Natural-language object grounding data
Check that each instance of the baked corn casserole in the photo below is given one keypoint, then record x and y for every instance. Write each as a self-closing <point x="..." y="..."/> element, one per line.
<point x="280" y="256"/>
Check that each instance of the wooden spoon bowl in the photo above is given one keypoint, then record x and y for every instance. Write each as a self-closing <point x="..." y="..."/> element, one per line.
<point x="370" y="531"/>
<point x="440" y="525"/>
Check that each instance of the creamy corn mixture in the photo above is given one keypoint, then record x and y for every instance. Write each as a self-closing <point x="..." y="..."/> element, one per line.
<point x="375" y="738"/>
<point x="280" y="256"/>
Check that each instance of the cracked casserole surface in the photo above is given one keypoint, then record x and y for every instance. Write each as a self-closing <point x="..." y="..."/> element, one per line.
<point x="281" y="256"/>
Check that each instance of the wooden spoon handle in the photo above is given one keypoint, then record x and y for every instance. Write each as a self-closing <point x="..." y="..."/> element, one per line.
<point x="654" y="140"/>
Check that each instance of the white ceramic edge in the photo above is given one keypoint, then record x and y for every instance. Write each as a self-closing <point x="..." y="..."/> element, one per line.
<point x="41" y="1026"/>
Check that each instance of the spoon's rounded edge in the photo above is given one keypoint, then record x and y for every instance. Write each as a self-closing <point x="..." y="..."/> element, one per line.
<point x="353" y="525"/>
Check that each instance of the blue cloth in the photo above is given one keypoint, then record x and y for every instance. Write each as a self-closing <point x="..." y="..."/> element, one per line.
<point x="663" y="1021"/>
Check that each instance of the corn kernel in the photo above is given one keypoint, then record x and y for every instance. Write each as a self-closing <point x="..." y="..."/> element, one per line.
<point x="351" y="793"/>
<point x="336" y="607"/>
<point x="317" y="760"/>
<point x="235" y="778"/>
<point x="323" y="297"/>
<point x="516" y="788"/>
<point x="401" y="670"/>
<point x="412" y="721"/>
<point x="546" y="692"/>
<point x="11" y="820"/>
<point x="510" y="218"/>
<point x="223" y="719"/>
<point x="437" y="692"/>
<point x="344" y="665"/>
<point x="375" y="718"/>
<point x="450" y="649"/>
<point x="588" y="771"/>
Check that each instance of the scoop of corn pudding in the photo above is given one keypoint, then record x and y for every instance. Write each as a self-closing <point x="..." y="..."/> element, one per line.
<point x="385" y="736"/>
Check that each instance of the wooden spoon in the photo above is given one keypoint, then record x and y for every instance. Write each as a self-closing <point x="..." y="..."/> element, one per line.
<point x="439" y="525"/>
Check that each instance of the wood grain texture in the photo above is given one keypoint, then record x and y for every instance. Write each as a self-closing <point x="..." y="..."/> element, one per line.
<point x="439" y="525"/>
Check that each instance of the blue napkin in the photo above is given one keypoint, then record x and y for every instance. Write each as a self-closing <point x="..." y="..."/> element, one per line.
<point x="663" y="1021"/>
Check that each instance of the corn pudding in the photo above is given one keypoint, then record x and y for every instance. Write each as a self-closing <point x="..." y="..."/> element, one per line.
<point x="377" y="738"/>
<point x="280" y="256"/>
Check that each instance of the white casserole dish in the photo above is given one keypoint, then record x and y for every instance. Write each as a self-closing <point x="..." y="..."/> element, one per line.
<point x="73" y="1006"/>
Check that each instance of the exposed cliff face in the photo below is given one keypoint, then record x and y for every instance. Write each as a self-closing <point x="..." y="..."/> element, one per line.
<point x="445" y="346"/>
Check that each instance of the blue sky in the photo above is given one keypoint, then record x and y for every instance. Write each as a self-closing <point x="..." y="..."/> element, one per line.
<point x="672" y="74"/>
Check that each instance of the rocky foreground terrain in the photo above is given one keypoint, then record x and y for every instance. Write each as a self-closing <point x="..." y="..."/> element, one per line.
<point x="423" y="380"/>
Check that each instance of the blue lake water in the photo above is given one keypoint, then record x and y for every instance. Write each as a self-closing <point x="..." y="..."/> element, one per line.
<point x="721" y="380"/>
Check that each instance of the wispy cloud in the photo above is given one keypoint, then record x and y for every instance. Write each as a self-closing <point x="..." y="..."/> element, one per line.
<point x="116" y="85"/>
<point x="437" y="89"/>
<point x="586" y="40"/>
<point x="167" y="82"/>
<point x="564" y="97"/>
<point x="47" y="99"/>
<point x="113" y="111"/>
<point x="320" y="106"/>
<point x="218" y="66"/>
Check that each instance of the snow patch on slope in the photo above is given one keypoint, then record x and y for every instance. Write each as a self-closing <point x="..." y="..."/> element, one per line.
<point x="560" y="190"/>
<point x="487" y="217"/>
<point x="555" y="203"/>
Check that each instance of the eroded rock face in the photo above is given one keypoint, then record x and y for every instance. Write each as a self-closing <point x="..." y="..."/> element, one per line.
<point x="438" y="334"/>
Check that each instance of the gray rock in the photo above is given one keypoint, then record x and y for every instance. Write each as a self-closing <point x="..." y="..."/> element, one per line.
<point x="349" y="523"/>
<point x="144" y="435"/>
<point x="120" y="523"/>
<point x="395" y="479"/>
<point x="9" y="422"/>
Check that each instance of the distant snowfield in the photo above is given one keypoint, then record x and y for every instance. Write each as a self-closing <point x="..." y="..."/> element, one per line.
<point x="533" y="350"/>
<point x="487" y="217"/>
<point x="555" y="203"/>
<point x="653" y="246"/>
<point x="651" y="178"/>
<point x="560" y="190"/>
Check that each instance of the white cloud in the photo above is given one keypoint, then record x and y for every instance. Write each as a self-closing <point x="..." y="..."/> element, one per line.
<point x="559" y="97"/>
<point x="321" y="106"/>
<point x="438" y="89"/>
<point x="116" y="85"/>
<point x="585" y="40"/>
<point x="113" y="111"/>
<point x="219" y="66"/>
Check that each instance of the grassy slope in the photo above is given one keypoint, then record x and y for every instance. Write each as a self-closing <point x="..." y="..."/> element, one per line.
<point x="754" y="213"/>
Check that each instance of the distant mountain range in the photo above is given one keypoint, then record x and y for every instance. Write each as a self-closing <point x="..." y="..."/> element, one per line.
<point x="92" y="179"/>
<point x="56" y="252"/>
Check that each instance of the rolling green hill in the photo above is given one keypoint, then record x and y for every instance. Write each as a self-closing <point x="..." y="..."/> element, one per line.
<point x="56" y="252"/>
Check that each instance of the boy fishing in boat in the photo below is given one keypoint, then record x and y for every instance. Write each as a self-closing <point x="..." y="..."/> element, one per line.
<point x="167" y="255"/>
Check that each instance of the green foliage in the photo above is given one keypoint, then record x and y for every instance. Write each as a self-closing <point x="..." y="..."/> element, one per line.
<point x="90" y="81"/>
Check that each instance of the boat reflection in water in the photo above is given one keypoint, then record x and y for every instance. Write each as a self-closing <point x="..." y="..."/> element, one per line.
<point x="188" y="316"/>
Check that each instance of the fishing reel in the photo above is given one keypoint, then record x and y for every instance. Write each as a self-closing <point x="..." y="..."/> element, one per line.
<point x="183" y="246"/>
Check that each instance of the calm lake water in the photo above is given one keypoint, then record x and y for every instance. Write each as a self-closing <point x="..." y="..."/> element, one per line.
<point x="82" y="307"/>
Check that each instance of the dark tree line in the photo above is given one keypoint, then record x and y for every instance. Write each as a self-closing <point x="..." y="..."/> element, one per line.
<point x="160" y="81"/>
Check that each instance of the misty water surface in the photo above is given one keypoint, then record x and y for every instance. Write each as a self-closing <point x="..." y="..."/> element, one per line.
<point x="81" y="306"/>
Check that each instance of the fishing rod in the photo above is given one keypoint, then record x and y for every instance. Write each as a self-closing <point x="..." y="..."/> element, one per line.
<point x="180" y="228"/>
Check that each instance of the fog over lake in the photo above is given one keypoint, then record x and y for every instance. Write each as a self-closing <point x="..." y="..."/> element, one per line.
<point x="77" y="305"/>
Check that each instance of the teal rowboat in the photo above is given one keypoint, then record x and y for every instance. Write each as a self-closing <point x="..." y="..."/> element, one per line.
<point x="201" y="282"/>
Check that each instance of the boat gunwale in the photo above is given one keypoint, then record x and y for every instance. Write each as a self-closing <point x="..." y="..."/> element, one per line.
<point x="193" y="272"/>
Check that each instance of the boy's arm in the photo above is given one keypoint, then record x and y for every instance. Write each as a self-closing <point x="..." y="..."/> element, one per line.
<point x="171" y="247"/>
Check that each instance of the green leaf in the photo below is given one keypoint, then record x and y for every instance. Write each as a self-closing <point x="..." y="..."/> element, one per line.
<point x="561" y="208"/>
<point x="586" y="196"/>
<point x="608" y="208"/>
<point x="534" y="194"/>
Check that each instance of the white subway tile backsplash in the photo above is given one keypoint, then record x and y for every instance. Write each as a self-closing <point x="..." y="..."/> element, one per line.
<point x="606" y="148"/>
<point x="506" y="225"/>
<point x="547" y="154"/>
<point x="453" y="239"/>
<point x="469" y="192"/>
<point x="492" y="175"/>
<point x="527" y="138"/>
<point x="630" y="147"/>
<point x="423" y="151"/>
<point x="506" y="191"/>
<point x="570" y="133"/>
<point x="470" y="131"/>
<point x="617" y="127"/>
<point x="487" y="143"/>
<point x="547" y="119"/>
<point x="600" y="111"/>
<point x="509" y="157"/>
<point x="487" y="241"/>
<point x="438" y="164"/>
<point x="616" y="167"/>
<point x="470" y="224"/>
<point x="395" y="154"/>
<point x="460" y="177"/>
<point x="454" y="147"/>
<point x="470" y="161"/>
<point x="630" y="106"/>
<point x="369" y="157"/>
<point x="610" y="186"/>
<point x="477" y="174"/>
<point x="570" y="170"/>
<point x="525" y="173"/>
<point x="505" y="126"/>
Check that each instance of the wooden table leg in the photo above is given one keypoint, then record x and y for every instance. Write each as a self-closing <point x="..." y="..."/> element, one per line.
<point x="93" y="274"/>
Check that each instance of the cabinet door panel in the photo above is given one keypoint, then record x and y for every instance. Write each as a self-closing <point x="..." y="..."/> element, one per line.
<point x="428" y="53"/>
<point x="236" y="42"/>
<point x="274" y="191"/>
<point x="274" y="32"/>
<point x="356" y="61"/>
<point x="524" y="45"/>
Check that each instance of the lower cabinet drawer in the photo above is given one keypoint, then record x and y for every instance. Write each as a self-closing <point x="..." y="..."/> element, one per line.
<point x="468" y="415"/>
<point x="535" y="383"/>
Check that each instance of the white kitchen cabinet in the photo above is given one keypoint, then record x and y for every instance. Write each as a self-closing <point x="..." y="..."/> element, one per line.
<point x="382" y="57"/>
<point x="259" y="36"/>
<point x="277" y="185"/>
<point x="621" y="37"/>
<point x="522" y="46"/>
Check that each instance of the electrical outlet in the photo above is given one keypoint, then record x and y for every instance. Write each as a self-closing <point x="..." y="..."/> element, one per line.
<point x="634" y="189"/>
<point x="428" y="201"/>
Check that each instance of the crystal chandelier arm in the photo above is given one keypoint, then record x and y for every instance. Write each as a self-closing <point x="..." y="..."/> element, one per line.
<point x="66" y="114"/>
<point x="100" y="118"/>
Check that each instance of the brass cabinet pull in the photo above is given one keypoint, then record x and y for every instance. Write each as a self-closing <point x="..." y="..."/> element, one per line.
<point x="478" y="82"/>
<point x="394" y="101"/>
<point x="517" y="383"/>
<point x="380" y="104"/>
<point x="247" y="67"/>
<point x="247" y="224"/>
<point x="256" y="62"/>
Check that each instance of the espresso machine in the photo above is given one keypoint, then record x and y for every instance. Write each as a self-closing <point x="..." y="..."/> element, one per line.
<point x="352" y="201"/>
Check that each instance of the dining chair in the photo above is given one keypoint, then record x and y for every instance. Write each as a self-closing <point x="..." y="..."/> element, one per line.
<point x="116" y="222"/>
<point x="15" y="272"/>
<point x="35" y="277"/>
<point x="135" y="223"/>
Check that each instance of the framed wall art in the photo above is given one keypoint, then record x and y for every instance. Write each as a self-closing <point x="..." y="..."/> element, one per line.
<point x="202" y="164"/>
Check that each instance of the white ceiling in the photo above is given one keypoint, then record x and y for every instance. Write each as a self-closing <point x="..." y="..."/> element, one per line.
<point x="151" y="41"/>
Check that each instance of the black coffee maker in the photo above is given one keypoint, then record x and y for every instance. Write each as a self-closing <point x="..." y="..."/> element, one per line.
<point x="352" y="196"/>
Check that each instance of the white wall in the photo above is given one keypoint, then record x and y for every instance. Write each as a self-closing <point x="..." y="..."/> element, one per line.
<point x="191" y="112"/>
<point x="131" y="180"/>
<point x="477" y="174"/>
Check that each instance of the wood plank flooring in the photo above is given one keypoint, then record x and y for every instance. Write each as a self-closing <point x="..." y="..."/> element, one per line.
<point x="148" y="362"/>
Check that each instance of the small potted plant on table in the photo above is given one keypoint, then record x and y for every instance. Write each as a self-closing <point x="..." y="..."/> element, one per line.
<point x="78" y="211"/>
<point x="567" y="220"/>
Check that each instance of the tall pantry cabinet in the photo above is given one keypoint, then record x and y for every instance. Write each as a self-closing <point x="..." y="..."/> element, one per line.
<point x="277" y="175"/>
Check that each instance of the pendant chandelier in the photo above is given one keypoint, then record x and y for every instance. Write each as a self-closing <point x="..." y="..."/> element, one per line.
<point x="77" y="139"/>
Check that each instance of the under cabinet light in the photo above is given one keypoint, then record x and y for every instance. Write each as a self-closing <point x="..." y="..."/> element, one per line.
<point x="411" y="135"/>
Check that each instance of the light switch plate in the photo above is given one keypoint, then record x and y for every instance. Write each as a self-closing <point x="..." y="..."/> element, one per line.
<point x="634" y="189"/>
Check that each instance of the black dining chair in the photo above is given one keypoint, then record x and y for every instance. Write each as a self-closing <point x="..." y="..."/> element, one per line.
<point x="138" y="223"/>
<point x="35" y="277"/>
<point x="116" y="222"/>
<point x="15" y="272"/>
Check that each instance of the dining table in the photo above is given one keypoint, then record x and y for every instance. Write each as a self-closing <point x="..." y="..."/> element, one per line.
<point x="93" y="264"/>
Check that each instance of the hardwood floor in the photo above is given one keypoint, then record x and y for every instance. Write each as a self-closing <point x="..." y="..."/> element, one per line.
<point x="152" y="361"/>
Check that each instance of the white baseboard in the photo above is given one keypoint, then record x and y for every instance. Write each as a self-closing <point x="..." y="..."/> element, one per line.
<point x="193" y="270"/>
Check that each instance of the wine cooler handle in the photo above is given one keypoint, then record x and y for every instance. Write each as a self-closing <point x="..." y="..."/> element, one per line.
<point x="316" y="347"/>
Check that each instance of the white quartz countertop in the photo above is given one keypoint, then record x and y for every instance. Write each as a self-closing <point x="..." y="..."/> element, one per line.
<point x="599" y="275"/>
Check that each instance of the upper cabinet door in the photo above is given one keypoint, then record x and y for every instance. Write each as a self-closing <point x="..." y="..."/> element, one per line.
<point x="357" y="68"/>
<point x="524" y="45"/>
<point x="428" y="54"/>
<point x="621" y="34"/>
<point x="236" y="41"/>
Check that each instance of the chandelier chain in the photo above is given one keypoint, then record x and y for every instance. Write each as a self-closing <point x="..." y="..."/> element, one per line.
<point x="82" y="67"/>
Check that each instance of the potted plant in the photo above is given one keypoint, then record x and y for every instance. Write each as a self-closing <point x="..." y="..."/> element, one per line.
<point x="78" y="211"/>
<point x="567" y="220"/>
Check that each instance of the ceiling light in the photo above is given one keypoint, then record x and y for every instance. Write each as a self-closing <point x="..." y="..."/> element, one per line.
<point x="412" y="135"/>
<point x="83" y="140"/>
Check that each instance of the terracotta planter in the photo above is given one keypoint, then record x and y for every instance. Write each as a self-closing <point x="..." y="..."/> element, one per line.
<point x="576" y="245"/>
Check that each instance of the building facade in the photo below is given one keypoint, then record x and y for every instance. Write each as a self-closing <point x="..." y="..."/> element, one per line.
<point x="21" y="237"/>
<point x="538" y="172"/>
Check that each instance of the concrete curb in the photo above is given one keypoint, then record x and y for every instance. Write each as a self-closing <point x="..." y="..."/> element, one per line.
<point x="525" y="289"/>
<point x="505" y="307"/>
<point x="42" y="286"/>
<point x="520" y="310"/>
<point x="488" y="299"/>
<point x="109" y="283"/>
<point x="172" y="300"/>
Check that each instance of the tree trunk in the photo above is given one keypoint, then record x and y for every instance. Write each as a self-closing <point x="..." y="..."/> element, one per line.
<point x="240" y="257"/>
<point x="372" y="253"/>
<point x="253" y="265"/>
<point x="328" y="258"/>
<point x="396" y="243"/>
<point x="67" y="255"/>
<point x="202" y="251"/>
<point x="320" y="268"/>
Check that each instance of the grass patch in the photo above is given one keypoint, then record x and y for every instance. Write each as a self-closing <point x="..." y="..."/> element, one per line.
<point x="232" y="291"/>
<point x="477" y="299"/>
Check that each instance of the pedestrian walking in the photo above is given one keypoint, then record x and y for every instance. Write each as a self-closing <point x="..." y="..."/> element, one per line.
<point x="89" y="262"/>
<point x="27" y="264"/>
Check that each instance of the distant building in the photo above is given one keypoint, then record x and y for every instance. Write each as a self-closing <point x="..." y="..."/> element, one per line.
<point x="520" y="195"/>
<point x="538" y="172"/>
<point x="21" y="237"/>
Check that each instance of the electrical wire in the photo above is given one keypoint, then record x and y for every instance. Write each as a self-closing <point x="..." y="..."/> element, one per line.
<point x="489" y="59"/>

§ **INSTRUCTIONS FOR THE TASK**
All lines from the one containing "Check that each instance of the electrical wire" to the end of the records are to be duplicated exactly, and no other lines are to be given.

§ **RESPONSE**
Check that each instance of the electrical wire in the photo above is given one keypoint, then record x and y for every instance. Write each as a self-closing <point x="..." y="..."/> element, one per line.
<point x="489" y="59"/>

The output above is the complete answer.